### DATA FOR PROCESSING
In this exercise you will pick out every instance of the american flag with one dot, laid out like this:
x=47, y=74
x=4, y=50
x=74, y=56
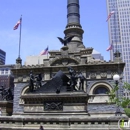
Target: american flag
x=44, y=52
x=17, y=24
x=109, y=16
x=110, y=48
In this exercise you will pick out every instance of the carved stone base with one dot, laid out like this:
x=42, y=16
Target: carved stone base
x=6, y=108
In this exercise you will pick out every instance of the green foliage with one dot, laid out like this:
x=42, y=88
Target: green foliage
x=124, y=102
x=127, y=111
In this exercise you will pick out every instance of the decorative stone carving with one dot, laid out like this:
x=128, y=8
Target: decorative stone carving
x=65, y=61
x=53, y=106
x=93, y=75
x=103, y=74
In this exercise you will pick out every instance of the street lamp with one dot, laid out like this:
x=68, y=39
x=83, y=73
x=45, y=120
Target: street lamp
x=116, y=78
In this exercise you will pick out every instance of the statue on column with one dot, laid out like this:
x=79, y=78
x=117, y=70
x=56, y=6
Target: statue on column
x=73, y=78
x=31, y=82
x=81, y=82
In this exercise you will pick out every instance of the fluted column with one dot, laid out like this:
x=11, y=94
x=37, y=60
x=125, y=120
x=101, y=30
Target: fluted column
x=73, y=26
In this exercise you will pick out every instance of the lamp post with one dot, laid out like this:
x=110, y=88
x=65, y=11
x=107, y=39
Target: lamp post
x=116, y=78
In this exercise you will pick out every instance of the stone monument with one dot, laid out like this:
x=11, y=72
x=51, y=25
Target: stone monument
x=72, y=90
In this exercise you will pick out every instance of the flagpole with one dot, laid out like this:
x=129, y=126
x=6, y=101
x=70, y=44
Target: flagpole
x=20, y=35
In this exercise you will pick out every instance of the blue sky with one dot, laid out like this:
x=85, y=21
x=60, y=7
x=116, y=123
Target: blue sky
x=44, y=21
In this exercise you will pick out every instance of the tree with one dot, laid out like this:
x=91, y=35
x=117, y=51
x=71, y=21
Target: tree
x=124, y=102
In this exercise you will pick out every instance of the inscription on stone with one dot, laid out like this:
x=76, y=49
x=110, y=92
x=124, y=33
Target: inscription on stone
x=53, y=106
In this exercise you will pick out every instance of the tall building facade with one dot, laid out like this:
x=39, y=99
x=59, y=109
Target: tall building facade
x=119, y=32
x=2, y=57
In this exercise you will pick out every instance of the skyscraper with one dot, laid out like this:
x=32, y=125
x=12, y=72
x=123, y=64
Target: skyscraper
x=119, y=31
x=2, y=57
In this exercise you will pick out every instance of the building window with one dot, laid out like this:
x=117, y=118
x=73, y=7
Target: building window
x=101, y=90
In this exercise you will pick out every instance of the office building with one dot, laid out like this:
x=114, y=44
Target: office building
x=119, y=32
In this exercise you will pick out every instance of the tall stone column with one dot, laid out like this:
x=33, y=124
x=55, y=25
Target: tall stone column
x=73, y=25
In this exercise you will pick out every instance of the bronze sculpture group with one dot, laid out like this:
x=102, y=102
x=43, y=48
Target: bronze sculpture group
x=35, y=79
x=6, y=93
x=35, y=82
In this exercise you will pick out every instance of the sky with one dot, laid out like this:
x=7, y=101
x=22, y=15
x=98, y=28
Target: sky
x=45, y=20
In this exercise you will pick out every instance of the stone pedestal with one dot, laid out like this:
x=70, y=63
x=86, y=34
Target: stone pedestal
x=6, y=108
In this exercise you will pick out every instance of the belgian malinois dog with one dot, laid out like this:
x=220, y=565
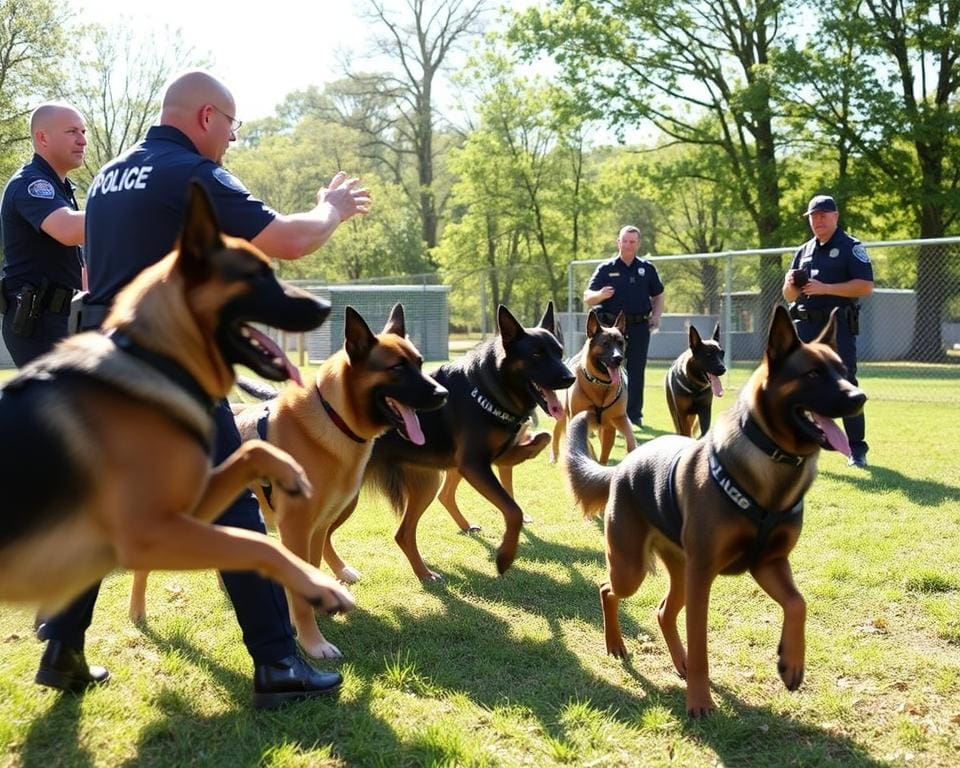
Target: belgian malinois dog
x=108, y=437
x=727, y=503
x=373, y=384
x=494, y=389
x=599, y=387
x=693, y=381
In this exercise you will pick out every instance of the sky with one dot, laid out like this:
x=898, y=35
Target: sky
x=262, y=54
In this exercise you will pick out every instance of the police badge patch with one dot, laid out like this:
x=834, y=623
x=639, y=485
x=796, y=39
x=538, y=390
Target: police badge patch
x=42, y=189
x=228, y=180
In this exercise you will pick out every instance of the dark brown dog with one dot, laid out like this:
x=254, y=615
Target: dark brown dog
x=493, y=389
x=724, y=504
x=693, y=381
x=108, y=437
x=599, y=386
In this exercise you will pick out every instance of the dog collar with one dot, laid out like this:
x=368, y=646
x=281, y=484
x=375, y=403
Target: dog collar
x=165, y=365
x=500, y=414
x=757, y=436
x=763, y=518
x=337, y=419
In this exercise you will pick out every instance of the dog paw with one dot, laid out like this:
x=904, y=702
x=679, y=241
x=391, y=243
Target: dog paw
x=348, y=575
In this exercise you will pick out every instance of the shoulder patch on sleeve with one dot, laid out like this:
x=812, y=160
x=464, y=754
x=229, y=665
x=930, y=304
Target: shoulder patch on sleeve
x=228, y=180
x=41, y=188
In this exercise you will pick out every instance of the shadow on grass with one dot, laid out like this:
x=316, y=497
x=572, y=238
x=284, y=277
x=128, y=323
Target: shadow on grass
x=925, y=493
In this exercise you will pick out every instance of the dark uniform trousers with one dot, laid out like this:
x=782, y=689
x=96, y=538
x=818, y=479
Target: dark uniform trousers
x=259, y=603
x=638, y=344
x=854, y=426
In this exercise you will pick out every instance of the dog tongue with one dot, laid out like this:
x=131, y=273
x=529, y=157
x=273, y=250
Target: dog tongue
x=715, y=385
x=411, y=424
x=270, y=347
x=614, y=374
x=835, y=437
x=553, y=403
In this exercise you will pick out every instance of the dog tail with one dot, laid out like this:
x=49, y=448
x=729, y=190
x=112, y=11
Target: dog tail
x=589, y=482
x=256, y=388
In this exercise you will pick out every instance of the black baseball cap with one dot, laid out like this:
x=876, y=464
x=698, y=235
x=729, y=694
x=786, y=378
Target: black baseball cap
x=821, y=203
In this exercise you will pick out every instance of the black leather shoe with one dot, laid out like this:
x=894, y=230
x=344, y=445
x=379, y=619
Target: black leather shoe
x=66, y=668
x=291, y=679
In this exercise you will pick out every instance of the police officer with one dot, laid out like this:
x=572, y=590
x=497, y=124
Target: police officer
x=42, y=231
x=631, y=285
x=135, y=209
x=831, y=270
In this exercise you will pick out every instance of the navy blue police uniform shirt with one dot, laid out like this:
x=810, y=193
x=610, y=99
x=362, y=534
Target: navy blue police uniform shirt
x=30, y=254
x=136, y=203
x=633, y=285
x=840, y=259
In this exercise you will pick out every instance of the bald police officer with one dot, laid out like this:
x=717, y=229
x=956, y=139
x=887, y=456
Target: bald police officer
x=631, y=285
x=831, y=270
x=135, y=210
x=42, y=231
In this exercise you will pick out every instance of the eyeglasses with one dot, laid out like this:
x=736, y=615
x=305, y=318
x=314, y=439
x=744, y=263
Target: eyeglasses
x=234, y=123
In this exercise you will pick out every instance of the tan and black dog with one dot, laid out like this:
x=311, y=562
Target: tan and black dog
x=693, y=381
x=108, y=437
x=493, y=389
x=599, y=387
x=727, y=503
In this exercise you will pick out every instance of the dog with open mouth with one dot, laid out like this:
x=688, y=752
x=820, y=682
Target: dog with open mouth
x=727, y=503
x=110, y=435
x=494, y=389
x=693, y=381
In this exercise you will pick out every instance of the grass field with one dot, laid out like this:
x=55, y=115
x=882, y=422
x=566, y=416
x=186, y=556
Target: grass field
x=480, y=670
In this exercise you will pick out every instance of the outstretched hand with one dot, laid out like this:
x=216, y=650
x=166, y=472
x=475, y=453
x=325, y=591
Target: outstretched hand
x=346, y=198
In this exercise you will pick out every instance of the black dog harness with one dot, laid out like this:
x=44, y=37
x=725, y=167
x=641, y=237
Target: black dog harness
x=599, y=409
x=765, y=520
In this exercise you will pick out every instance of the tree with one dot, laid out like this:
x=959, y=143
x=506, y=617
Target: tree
x=699, y=71
x=31, y=43
x=881, y=78
x=116, y=82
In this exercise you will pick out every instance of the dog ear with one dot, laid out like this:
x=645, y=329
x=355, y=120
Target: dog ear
x=510, y=329
x=694, y=336
x=358, y=339
x=395, y=323
x=548, y=321
x=782, y=339
x=828, y=335
x=199, y=236
x=593, y=324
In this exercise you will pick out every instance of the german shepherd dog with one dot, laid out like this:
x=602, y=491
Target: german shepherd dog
x=373, y=384
x=494, y=389
x=724, y=504
x=108, y=437
x=599, y=387
x=692, y=382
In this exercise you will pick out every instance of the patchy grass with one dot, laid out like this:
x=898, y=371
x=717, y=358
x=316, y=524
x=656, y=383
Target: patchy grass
x=480, y=670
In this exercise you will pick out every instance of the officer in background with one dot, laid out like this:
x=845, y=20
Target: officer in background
x=42, y=231
x=631, y=285
x=135, y=209
x=831, y=270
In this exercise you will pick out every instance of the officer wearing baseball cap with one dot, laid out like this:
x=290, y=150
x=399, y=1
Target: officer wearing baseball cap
x=831, y=270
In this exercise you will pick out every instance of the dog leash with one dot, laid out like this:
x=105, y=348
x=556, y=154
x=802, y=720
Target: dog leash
x=337, y=419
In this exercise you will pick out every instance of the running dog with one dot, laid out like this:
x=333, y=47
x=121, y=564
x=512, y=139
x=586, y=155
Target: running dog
x=108, y=437
x=727, y=503
x=493, y=389
x=599, y=387
x=693, y=381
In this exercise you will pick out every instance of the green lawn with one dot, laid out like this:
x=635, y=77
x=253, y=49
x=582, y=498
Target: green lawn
x=483, y=670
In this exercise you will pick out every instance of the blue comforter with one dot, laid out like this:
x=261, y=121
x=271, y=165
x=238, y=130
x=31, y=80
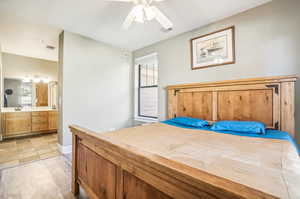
######
WHAT IS BEING ASKED. Your answer must consist solely of the lines above between the line holding "of the lamp" and the line holding "of the bronze", inclusive, copied exactly.

RESULT FOR THIS EXERCISE.
In this exercise you will pick out every instance of the lamp post with one dot, laid out like this:
x=110, y=88
x=65, y=11
x=107, y=39
Target: lamp post
x=116, y=78
In this exercise you will pick out every instance of the stone monument with one dot, laid out like this:
x=11, y=72
x=51, y=25
Target: stone monument
x=72, y=90
In this exercise you will pick out every instance of the flagpole with one dot, laid out like this:
x=129, y=126
x=6, y=101
x=70, y=44
Target: flagpole
x=20, y=35
In this exercise you will pick out every instance of the blue sky with one dot, laid out like this:
x=85, y=21
x=60, y=7
x=116, y=123
Target: blue sky
x=44, y=21
In this exercise you will pick out every instance of the tree with one dot, laid out like this:
x=91, y=35
x=117, y=51
x=71, y=21
Target: tree
x=124, y=102
In this exercise you will pick out every instance of the inscription on stone with one dot, laid out like this:
x=76, y=49
x=110, y=92
x=124, y=33
Target: inscription on stone
x=53, y=106
In this exercise you will pick out every instance of the tall building facade with one dot, laid out like this:
x=39, y=99
x=59, y=109
Target: tall building facade
x=119, y=32
x=2, y=57
In this exercise you will pick out every instance of the skyscraper with one dot, laid out like this:
x=32, y=125
x=12, y=72
x=123, y=64
Target: skyscraper
x=119, y=31
x=2, y=57
In this exercise you will pick out every instance of the building window with one dot, laid out like this:
x=117, y=118
x=73, y=7
Target: building window
x=101, y=90
In this exercise you will pick out every instance of the office building with one dot, laid out like this:
x=114, y=44
Target: office building
x=119, y=32
In this exercise you will pick out every instance of the tall stone column with one dot, laid out like this:
x=33, y=124
x=55, y=25
Target: tall stone column
x=73, y=25
In this exercise you will pick out every instance of the bronze sculpture group with one dot, laid out like this:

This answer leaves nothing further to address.